PROVIDED TEXT:
LIBERALS AND THE SH*TPILE.

briefcase.jpg

It's got to be a scary moment if you're a conservative. The economy is in a meltdown that can be directly traced to insufficient regulation. In other words, it's in meltdown because you suck at running it, and refused to listen to warnings that subprime loans required more oversight, Glass-Steagall made sense, and somebody should really be keeping an eye on these increasingly odd financial instruments and the obvious housing bubble that was feeding them. There's only one thing to do: Blame liberals.

The new line we're hearing is that the financial meltdown was really the product of the Community Reinvestment Act, a piece of legislation from the late-70s that required federally-insured banks to lend throughout the areas from which they take deposits, including poor neighborhoods, which were being systematically excluded from credit. The legislation, by all accounts, worked. Now, however, conservatives are trying to argue that it's behind the crisis: If the CRA hadn't been pushing these banks to make all these unsafe loans, then the birds would still sing and Alan Greenspan could still start each morning by being anointed with the oil of the purest, youngest, olives.

As Robert Gordon shows, however, this is crap. First, there's the timing. CRA came in 1977. The crisis came in 2007. Indeed, by 2004, the Bush administration had weakened the CRA -- and after that (though not, presumably, because of it), bubble lending really took off. Further, CRA only governs a certain class of federally insured banks. Problem is, half of the subprime loans came from mortgage companies with no CRA involvement at all. Another 25%-30% came from companies with very little CRA exposure. For those who left their abacus at home, that's 80% of the loans which were fully or largely outside CRA jurisdiction. More than that, the non-CRA mortgage firms made subprime loans at twice the rate of CRA-covered firms. Which basically leaves a stake in the heart of this particular theory. Indeed, until now, some conservatives have been moaning that no one is talking about the CRA part because it's so racially charged. Poppycock. It's just a false charge that's not worth talking about. As Gordon says, in one of my favorite kickers in some time, this "is not political correctness. It is correctness."

(Photo used under Creative Commons license from Shaun Wong.)



COMMENTS

OT: Glennzilla just ripped McMegan a new one.

When all else fails, Republicans turn to the tried and true: Its all the fault of those lazy blacks!

As you point out the weakening of the CRA is partially responsible for the melt-down: people can't afford the "balloon" payments of their mortgages even as they were fine before.

Many people were steered into subprime mortgages because, well, redlining is alive and well folks. And subprime mortages is what some people could get -- even if they could afford to pay for regular ones.

SET OF TASKS:
a – Decide whether each statement below agrees with the post, and support each yes or no answer with the deciding words of the post, quoted exactly. (i) The Community Reinvestment Act came in 1977. (ii) By 2004, the Bush administration had strengthened the CRA. (iii) Non-CRA mortgage firms made subprime loans at twice the rate of CRA-covered firms.
b – Reproduce the passage of the post that begins at the words "(Photo used under" and stops after "those lazy blacks!", swapping "Photo" for "Image".

RECORDED DATA:
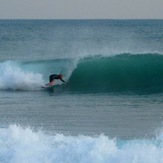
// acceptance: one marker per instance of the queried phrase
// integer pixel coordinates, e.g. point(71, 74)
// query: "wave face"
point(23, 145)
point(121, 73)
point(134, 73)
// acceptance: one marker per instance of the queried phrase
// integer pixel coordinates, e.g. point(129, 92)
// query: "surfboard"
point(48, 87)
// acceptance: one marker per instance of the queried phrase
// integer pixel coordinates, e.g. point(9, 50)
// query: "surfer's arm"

* * *

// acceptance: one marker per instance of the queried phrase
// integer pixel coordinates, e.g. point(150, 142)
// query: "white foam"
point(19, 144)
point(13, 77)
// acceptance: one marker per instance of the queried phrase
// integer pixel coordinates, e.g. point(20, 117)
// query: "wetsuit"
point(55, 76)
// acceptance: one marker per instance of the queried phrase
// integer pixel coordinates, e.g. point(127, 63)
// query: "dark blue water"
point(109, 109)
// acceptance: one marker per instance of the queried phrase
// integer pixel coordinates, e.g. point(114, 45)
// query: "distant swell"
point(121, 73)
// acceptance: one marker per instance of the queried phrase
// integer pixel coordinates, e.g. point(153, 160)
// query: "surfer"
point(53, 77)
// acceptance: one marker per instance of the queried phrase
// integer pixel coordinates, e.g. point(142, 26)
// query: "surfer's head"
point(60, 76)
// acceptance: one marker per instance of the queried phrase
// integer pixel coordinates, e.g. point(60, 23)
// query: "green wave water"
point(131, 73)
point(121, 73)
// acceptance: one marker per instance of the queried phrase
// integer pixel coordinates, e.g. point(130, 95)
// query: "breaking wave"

...

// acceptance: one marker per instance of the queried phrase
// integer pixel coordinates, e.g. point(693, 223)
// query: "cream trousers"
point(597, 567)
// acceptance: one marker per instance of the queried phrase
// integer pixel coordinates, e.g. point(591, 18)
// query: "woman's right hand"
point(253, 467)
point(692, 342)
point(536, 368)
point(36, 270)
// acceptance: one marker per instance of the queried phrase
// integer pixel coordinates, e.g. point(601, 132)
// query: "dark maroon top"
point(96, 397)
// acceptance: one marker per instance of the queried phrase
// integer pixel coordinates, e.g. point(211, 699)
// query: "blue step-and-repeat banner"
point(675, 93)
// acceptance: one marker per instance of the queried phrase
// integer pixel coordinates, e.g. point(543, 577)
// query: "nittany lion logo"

SOLUTIONS BELOW:
a –
(i) Yes: "CRA came in 1977."
(ii) No: "by 2004, the Bush administration had weakened the CRA"
(iii) Yes: "the non-CRA mortgage firms made subprime loans at twice the rate of CRA-covered firms."

b –
(Image used under Creative Commons license from Shaun Wong.)



COMMENTS

OT: Glennzilla just ripped McMegan a new one.

When all else fails, Republicans turn to the tried and true: Its all the fault of those lazy blacks!